:: Provided records

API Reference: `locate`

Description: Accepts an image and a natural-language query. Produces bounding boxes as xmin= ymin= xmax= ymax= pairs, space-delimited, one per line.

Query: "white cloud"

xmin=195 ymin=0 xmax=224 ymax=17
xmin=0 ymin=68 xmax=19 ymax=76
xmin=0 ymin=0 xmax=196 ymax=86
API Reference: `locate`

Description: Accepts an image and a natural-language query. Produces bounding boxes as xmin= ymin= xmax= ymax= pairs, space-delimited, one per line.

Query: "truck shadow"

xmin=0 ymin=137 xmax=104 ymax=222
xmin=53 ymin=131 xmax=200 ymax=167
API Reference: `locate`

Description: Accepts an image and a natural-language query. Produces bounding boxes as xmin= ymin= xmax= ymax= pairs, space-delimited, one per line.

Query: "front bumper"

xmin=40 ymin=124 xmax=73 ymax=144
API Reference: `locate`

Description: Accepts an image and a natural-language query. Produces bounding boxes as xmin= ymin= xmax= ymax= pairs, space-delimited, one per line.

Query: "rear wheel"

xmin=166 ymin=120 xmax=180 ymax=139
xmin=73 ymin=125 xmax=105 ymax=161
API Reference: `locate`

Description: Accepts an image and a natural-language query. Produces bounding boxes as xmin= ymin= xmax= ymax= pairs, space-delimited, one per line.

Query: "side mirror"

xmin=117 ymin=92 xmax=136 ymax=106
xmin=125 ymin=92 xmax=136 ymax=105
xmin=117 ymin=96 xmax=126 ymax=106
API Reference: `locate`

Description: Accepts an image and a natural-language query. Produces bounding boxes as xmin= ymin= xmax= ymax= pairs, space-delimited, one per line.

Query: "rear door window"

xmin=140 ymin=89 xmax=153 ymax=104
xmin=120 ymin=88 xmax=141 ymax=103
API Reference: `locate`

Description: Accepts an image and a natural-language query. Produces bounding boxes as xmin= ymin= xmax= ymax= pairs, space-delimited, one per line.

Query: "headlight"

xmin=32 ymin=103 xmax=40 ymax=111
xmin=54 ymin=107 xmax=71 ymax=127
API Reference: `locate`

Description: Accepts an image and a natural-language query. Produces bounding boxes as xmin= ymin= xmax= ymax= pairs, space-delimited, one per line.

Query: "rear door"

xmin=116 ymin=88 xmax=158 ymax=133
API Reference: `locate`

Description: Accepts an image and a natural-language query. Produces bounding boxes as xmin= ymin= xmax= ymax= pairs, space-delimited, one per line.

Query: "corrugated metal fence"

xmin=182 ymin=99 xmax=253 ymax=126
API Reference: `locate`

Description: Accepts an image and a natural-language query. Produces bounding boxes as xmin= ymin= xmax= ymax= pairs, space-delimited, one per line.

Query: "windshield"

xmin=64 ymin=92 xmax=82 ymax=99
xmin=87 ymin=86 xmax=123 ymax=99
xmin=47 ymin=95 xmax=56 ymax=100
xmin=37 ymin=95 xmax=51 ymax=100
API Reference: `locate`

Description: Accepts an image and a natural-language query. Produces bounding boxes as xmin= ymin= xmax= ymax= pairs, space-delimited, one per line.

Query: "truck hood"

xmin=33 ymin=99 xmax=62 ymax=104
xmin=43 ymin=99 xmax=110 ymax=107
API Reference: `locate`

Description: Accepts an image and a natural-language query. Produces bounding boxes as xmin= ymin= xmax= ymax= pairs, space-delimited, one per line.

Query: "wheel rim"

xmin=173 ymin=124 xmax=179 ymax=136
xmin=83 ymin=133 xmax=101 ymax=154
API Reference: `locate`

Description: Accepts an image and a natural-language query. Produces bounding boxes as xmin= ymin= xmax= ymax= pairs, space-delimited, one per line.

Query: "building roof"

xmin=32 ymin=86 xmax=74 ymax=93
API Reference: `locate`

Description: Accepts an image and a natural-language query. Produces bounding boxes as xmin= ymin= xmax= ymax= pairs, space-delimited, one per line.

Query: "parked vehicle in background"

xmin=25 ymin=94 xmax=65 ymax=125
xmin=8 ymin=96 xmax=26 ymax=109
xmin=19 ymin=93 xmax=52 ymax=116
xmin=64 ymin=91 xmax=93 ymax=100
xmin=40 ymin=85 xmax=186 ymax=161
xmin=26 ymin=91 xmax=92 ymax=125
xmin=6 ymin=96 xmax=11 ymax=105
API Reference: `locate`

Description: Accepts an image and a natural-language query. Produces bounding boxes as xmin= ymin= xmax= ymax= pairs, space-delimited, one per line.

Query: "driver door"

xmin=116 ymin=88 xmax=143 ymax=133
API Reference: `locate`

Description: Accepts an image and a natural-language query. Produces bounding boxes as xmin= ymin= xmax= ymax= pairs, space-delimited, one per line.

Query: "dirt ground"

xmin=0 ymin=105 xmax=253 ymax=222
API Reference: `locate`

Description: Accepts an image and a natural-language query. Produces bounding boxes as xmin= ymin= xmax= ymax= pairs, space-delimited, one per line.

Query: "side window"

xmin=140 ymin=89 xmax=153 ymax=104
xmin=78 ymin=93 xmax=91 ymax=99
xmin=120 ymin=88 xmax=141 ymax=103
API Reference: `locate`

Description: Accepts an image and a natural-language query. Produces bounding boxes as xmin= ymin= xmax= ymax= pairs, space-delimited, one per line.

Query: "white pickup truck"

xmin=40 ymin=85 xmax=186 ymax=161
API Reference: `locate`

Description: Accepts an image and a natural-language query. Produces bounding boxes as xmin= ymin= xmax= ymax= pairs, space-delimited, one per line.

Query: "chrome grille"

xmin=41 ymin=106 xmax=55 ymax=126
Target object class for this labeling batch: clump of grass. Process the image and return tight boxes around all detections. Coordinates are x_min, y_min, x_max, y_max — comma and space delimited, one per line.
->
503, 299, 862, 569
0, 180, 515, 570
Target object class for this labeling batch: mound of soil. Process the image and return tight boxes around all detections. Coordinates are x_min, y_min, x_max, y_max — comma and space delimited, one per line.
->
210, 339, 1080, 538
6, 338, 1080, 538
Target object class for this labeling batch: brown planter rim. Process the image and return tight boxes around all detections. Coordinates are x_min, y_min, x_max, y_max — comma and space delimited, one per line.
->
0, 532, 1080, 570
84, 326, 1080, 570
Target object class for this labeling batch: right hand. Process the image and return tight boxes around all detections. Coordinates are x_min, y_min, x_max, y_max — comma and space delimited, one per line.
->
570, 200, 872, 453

::::

## Task
Could you rewrite all of the items above so that "one per line" becomes "each on its own line" and nothing else changes?

## Task answer
API Reference: `locate`

Description: Accepts an image and a natural-language query. Produces bounding boxes as xmin= ymin= xmax= ymax= pairs, space-delimited, each on its own line.

Query: "white cloud"

xmin=195 ymin=0 xmax=224 ymax=17
xmin=0 ymin=68 xmax=19 ymax=76
xmin=0 ymin=0 xmax=196 ymax=86
API Reference: `locate`

Description: Accepts an image and a natural-language query. Produces bounding boxes as xmin= ymin= xmax= ymax= pairs, space-delimited, each on its own line.

Query: "truck shadow"

xmin=0 ymin=137 xmax=104 ymax=222
xmin=53 ymin=131 xmax=200 ymax=167
API Reference: `locate`

Description: Accepts an image and a natural-language query. Produces bounding boxes as xmin= ymin= xmax= ymax= pairs, space-delimited, each on its own line.

Query: "front bumper"

xmin=40 ymin=124 xmax=73 ymax=144
API Reference: `locate`

Description: Accepts an image and a natural-language query. Produces bounding boxes as xmin= ymin= xmax= ymax= pairs, space-delimited, each on its own line.

Query: "rear wheel"

xmin=166 ymin=120 xmax=180 ymax=139
xmin=73 ymin=125 xmax=105 ymax=161
API Reference: `locate`

Description: Accepts an image and a natural-language query. Produces bounding boxes as xmin= ymin= xmax= ymax= pairs, space-delimited, each on its own line.

Query: "side mirror"

xmin=117 ymin=92 xmax=136 ymax=106
xmin=125 ymin=92 xmax=136 ymax=105
xmin=117 ymin=96 xmax=126 ymax=106
API Reference: `locate`

Description: Accepts an image and a natural-language query. Produces bounding boxes as xmin= ymin= xmax= ymax= pairs, space-delimited, each on its own line.

Query: "rear door window"

xmin=140 ymin=89 xmax=153 ymax=104
xmin=120 ymin=88 xmax=141 ymax=103
API Reference: `locate`

Description: Accepts an image and a natural-language query. Produces bounding boxes as xmin= ymin= xmax= ymax= pairs, space-delimited, each on its own line.

Query: "headlight"

xmin=32 ymin=103 xmax=40 ymax=111
xmin=54 ymin=107 xmax=71 ymax=127
API Reference: `locate`

Description: Accepts an image and a natural-language query. Produces bounding boxes as xmin= ymin= xmax= ymax= pairs, space-delimited, each on its own line.

Query: "rear door"

xmin=116 ymin=88 xmax=158 ymax=133
API Reference: `locate`

Description: Accepts an image and a natural-language query. Produces bounding boxes as xmin= ymin= xmax= ymax= pairs, space-delimited, each on its own line.

Query: "corrugated metal fence"

xmin=182 ymin=99 xmax=253 ymax=126
API Reference: `locate`

Description: Accepts an image and a natural-language query. Produces bounding boxes as xmin= ymin= xmax= ymax= pairs, space-delimited, each on its own line.

Query: "windshield"

xmin=64 ymin=92 xmax=82 ymax=99
xmin=87 ymin=86 xmax=123 ymax=99
xmin=47 ymin=95 xmax=56 ymax=100
xmin=37 ymin=95 xmax=51 ymax=100
API Reference: `locate`

Description: Accepts an image and a natural-language query. Produces bounding boxes as xmin= ymin= xmax= ymax= pairs, space-delimited, each on its own line.

Query: "truck hood"

xmin=33 ymin=99 xmax=62 ymax=104
xmin=43 ymin=99 xmax=110 ymax=107
API Reference: `locate`

Description: Accepts an image and a natural-language query. Produces bounding boxes as xmin= ymin= xmax= ymax= pairs, space-delimited, each on its own line.

Query: "wheel rim"

xmin=173 ymin=124 xmax=179 ymax=136
xmin=83 ymin=133 xmax=101 ymax=154
API Reference: `locate`

Description: Accepts an image and a natural-language query. Produces bounding boxes as xmin= ymin= xmax= ymax= pairs, space-delimited, each on its own line.

Query: "building roof"

xmin=32 ymin=86 xmax=74 ymax=93
API Reference: `locate`

Description: Accepts an image and a natural-language query. Produces bounding boxes as xmin= ymin= xmax= ymax= pairs, space-delimited, each on its own line.

Query: "parked vehicle in background"

xmin=25 ymin=94 xmax=65 ymax=125
xmin=8 ymin=96 xmax=26 ymax=109
xmin=19 ymin=93 xmax=52 ymax=116
xmin=64 ymin=91 xmax=93 ymax=100
xmin=40 ymin=85 xmax=186 ymax=161
xmin=26 ymin=91 xmax=92 ymax=125
xmin=6 ymin=96 xmax=11 ymax=105
API Reference: `locate`

Description: Accepts an image and a natural-language query. Produces bounding boxes as xmin= ymin= xmax= ymax= pairs, space-delimited, each on its own line.

Query: "driver door"

xmin=116 ymin=88 xmax=143 ymax=133
API Reference: `locate`

Description: Accepts an image and a natural-language query. Produces bounding boxes as xmin= ymin= xmax= ymax= pairs, space-delimited, each on its own line.

Query: "dirt ground"

xmin=0 ymin=105 xmax=253 ymax=222
API Reference: `locate`

Description: Accepts an image and a natural-language query. Produces bounding boxes as xmin= ymin= xmax= ymax= pairs, space-delimited, each on its own line.

Query: "side window"

xmin=140 ymin=89 xmax=153 ymax=104
xmin=78 ymin=93 xmax=91 ymax=99
xmin=120 ymin=88 xmax=141 ymax=103
API Reference: `locate`

Description: Accepts an image and a natural-language query. Produces bounding boxes as xmin= ymin= xmax= ymax= pairs, space-delimited, each on its own line.

Query: "white pickup truck"

xmin=40 ymin=85 xmax=186 ymax=161
API Reference: `locate`

Description: Accepts an image and a natural-language query. Produces bounding boxes as xmin= ymin= xmax= ymax= pairs, space-delimited, each on its own line.

Query: "chrome grille"

xmin=41 ymin=106 xmax=55 ymax=126
Target object class for this labeling batch: clump of grass. Process the image and return tight boxes around all detections. Coordinates are x_min, y_min, x_max, y_max — comma and space delimited, each on its own line.
->
503, 299, 862, 569
0, 180, 515, 570
Target object class for this labeling batch: mound of soil. Process the image and return tight boxes around all detections. Coordinates are x_min, y_min, x_max, y_max — comma and space delimited, each on its own line.
->
210, 339, 1080, 538
6, 338, 1080, 538
Target object class for this labeling batch: brown planter rim. Process the image and return tight boxes around all detections. Coordinates are x_min, y_min, x_max, y_max — comma and space delimited, each on its own line.
->
0, 532, 1080, 570
84, 326, 1080, 570
Target object class for this labeling batch: right hand. Process the image and return tight boxes around all detections. Coordinates are x_min, y_min, x_max, y_max — comma and space delimited, each on its own line.
->
570, 200, 872, 453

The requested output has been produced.